Stated problem ->
Pick out every line in the records below that contains the word "polo", and copy each one. Case counts.

Raw records ->
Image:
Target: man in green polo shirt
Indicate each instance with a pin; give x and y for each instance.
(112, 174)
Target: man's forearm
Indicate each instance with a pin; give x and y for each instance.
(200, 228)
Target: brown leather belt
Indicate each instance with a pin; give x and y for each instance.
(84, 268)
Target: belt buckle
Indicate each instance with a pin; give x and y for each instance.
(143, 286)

--

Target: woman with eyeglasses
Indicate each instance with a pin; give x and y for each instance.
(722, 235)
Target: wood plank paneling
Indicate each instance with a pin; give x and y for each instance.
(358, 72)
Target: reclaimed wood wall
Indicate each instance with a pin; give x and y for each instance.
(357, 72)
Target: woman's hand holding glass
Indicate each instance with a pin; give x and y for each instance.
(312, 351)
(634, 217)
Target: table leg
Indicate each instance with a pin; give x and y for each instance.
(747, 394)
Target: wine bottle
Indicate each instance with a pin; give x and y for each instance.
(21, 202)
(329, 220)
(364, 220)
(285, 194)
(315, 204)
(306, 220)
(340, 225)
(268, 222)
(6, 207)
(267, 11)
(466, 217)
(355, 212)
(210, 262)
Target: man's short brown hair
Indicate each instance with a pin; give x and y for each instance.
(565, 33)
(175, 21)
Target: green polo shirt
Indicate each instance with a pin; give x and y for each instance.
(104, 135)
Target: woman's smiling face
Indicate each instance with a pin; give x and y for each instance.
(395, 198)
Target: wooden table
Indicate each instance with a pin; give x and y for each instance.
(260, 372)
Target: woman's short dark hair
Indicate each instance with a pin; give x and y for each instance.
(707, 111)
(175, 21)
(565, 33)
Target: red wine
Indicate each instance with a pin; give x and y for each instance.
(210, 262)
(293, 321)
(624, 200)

The answer ->
Target: man in green polo shirt
Target: green polo shirt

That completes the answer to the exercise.